Indica cuántas líneas de los datos contienen la cadena "provide", distinguiendo entre mayúsculas y minúsculas. Responde solo con el número.

## [Datos del ejercicio]
----
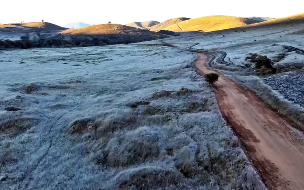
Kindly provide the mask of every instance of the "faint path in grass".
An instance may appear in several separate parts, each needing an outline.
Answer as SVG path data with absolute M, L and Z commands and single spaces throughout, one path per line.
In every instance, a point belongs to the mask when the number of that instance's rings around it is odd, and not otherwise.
----
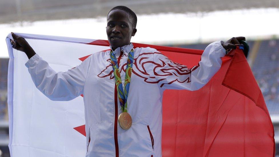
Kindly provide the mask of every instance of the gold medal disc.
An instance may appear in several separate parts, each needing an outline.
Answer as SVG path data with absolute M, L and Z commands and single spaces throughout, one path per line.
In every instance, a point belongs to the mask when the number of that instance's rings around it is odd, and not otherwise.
----
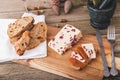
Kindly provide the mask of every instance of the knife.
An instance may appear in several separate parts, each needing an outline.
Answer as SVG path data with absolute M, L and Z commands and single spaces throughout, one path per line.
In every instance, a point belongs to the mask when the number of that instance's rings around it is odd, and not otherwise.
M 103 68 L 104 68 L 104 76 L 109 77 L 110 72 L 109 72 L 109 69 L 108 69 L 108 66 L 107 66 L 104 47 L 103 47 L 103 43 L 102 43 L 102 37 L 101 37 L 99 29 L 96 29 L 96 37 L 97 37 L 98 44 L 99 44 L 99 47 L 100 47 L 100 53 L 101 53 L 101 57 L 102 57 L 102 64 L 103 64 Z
----
## [Respuesta del ejercicio]
3